# Task instructions
Pull every line containing the word "trim" from the records.

# Data extracts
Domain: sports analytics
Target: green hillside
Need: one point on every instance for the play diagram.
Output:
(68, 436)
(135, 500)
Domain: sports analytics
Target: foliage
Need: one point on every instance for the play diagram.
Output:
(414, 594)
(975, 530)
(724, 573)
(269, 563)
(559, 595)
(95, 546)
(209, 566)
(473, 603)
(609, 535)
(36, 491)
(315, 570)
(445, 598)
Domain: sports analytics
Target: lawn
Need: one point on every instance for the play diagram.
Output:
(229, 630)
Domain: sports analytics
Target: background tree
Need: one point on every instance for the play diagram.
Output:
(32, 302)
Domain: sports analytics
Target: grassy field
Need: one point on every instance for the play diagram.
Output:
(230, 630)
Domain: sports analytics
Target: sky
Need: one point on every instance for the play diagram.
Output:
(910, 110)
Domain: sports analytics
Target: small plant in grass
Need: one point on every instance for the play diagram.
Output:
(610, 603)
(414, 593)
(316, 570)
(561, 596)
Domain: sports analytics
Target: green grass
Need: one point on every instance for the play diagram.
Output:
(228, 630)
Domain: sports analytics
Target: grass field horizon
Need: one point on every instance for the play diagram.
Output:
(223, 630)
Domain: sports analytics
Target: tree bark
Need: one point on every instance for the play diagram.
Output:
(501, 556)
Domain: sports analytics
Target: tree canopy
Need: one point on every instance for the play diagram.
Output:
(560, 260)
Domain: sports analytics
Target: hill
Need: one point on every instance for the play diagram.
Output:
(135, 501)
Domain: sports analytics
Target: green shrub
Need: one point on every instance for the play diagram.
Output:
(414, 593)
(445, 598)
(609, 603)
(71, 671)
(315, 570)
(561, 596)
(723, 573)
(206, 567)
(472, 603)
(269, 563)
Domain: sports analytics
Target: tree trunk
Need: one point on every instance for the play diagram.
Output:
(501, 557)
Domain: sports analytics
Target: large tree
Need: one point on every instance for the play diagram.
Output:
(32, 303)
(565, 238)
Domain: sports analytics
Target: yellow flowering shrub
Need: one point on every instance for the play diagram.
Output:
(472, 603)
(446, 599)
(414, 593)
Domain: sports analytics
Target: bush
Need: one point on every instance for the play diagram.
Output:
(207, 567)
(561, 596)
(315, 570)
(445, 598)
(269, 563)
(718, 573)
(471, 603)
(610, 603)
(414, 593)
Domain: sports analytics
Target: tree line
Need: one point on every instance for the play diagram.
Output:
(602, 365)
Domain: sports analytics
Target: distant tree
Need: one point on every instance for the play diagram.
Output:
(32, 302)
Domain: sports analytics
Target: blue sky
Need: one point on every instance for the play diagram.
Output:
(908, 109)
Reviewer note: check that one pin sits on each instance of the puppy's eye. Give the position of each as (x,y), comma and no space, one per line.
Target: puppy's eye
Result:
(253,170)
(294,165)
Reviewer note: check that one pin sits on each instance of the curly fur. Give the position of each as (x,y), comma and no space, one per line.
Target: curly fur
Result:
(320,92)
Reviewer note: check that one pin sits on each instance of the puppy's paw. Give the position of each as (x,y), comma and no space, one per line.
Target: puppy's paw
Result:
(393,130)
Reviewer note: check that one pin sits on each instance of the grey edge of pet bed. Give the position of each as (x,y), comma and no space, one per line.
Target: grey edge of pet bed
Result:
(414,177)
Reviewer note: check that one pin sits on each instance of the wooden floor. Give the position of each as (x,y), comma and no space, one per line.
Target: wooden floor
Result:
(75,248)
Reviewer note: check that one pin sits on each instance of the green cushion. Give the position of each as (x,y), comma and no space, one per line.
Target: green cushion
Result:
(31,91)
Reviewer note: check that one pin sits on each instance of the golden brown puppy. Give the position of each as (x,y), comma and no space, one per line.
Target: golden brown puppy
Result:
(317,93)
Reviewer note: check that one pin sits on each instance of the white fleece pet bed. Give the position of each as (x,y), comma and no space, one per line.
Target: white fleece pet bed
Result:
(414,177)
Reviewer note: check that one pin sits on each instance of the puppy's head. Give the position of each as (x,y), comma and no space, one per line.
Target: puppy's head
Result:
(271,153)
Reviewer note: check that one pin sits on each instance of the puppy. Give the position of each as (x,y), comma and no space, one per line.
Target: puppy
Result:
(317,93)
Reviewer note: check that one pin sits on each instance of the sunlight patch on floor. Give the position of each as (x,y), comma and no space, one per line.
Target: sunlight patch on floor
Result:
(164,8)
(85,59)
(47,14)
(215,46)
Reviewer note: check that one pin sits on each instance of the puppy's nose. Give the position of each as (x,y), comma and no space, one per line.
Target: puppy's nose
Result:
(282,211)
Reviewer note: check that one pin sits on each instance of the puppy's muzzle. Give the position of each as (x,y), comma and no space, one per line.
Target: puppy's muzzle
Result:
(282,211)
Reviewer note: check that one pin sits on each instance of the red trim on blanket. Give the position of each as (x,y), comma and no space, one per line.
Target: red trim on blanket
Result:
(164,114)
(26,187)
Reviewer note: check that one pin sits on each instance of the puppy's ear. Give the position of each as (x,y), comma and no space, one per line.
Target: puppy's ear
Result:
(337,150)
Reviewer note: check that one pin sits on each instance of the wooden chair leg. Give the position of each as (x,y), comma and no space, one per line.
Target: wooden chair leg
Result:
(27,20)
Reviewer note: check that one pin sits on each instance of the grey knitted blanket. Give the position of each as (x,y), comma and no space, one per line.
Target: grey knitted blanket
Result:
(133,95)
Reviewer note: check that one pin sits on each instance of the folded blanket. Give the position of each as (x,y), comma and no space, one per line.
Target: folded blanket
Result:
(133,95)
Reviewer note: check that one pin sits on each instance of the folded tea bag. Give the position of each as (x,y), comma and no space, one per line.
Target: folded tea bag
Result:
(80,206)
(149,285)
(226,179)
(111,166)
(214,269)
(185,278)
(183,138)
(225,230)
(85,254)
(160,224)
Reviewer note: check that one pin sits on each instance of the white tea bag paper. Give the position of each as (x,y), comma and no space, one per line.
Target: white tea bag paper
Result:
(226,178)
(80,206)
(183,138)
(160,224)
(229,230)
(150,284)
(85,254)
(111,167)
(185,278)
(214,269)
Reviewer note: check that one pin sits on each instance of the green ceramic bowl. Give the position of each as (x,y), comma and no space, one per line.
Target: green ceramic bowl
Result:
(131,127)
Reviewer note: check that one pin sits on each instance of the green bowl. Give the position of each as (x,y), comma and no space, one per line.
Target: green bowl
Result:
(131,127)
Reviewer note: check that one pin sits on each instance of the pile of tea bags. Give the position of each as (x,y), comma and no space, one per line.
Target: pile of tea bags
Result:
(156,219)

# Result
Reviewer note: check that one pin sits on each instance of the red trim on blanket. Give the position of each as (x,y), comma and no space, one per line.
Target: red trim on blanket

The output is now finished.